§ **Extrait source**

>>>

Un culte de la personnalité qui est susceptible de conduire des victimes à se taire par crainte de ne pas être crues. La première a dire clairement la vérité fut une étudiante, ouvrant la porte à d’autres témoignages, montrant à quel point Houston dissimulait des affaires, lui qui avait déjà caché l’agression de son père sur un garçon.

Quand le scandale surgit par une affaire de sexe

Arrivée en 2016 pour étudier au collège Hillsong à Sidney, Anna Crenshaw débordait d’enthousiasme. Elle était attirée par l’énergie de l’Église :

« Au début, c’était génial, très amusant, il y avait beaucoup d’énergie, cela impliquait de rencontrer de nouvelles personnes et de nouveaux amis du monde entier et en Australie. C’était vraiment cool ! »

Mais la satisfaction de l’étudiante a vite été brisée lors d’une soirée regroupant plusieurs personnes de l’Église quand Jason Mays, un administrateur du mouvement déjà marié, s’est assis à côté d’elle et a posé sa main sur sa cuisse. Crenshaw s’est levée, mais Mays n’a pas hésité à la toucher sans se soucier du regard des autres :

« J’étais debout à côté de lui, me préparant à sortir, et il m’a attrapée et a passé ses mains autour de ma taille, entre mes jambes […] Il a soulevé ma chemise et m’a embrassé le ventre. »

Crenshaw et ses amis se sont précipités dehors et Mays a tenté de rester en leur compagnie, comme elle l’explique dans le reportage qu’a consacré l’émission 60 Minutes Australia à Hillsong.

Malgré la commission de l’agression en public, l’étudiante a fait face au silence de l’Église quand elle en a informé ses responsables en 2018. Trois mois après le signalement, ils n’avaient toujours pas interrogé Mays.

Plus encore, la femme de ce dernier est devenue la nouvelle dirigeante de la congrégation que fréquentait Crenshaw. En désespoir de cause, la jeune femme a fini par alerter son père, pasteur pentecôtiste en Pennsylvanie, aux États-Unis, qui a fait pression pour que Hillsong signale l’affaire à la police. Néanmoins, l’Église s’est montrée très peu coopérative durant l’enquête judiciaire, selon Ed Crenshaw, le père d’Anna :

« Même quand la police a mené les investigations, Hillsong n’a pas pleinement coopéré. Tout a été fait pour minimiser, rendre floue l’histoire afin qu’Anna renonce. »

Finalement, Mays a plaidé coupable, mais Hillsong lui a tout de même octroyé une promotion à la grande surprise de sa victime. Hillsong lui a donné une seconde chance car, malgré son plaider coupable, d’autres personnes n’ont pas pleinement corroboré la version de Crenshaw.

Les raisons retenues pour ignorer les aveux ne peuvent que stupéfier :

« L’une des pierres angulaires de nos croyances bibliques en tant que chrétiens est le pardon et la rédemption. Il est important que Jason en bénéficie également. »

Pour Ed Crenshaw, un tel message signifie que les parents peuvent envoyer leurs enfants au collège Hillsong sans s’attendre à ce que les responsables veillent sur eux. La dénonciation qu’a faite Anna Crenshaw a cependant permis de découvrir que de nombreux cas existaient, même de viols commis par des responsables.

<<<

§ **Travail demandé**
Réécrivez le passage de l'extrait qui commence par « Pour Ed Crenshaw, un » et s'achève sur « par des responsables. », en substituant « familles » à « parents ». Le matériel qui suit n'a aucun rapport avec l'extrait.

§ **Matériel fourni**
>>>

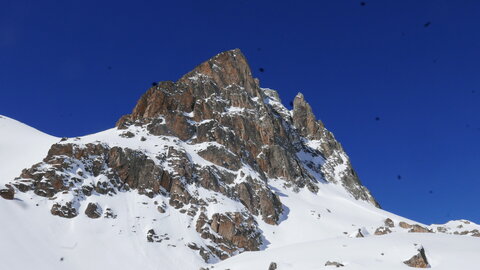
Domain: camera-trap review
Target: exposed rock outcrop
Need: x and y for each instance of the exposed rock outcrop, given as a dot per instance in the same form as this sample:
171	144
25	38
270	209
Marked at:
7	193
419	260
272	266
93	210
214	129
382	231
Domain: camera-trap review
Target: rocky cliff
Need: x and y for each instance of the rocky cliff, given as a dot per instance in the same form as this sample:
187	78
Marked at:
212	137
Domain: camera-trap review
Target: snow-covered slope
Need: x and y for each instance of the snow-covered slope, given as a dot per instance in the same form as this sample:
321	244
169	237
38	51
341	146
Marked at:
20	147
314	229
209	172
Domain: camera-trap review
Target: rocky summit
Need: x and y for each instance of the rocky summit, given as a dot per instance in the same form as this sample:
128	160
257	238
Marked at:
214	128
202	171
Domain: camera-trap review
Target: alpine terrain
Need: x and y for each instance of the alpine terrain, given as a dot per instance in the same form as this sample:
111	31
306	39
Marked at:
208	172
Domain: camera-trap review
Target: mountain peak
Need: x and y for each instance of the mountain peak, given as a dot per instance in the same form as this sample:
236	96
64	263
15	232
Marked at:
226	69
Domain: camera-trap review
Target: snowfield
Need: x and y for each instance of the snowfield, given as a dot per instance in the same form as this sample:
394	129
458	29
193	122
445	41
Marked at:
314	229
20	147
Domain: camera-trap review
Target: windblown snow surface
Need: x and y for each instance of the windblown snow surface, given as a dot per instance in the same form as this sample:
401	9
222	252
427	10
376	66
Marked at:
20	147
315	228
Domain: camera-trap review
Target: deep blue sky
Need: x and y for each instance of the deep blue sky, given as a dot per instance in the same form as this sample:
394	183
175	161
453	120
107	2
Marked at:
72	68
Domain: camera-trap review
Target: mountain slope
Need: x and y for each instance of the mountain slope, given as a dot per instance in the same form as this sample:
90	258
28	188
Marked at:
211	169
20	147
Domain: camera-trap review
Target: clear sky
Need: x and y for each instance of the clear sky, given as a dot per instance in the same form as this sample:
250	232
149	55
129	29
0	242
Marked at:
398	82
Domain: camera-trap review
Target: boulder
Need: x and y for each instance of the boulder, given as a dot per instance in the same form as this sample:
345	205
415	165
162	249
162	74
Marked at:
64	210
389	223
382	231
419	229
404	225
419	260
7	193
93	210
273	266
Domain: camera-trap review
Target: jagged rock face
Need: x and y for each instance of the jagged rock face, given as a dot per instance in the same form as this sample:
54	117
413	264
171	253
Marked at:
214	129
419	260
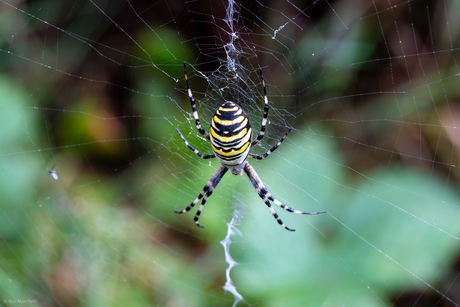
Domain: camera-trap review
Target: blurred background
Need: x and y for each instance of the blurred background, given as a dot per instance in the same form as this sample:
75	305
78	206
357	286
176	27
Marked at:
370	89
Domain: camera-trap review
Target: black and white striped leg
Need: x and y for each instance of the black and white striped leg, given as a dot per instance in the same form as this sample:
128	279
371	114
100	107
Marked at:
192	102
260	189
271	150
199	154
263	193
206	193
264	119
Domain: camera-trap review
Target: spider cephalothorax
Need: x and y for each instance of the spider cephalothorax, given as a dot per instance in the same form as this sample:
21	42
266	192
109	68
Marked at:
231	140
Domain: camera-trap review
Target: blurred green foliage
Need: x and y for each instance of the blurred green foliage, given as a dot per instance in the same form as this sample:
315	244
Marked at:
105	234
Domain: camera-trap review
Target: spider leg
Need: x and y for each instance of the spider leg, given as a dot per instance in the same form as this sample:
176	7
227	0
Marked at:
264	119
262	191
206	193
199	154
192	102
271	150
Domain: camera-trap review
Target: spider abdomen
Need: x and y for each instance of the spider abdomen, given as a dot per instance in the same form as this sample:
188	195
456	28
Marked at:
231	134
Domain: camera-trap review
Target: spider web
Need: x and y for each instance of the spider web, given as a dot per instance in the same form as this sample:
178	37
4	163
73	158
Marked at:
370	89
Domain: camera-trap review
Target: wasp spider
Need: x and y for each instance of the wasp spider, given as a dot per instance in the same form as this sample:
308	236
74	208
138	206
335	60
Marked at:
231	140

<<<

§ **Réponse attendue**
Pour Ed Crenshaw, un tel message signifie que les familles peuvent envoyer leurs enfants au collège Hillsong sans s’attendre à ce que les responsables veillent sur eux. La dénonciation qu’a faite Anna Crenshaw a cependant permis de découvrir que de nombreux cas existaient, même de viols commis par des responsables.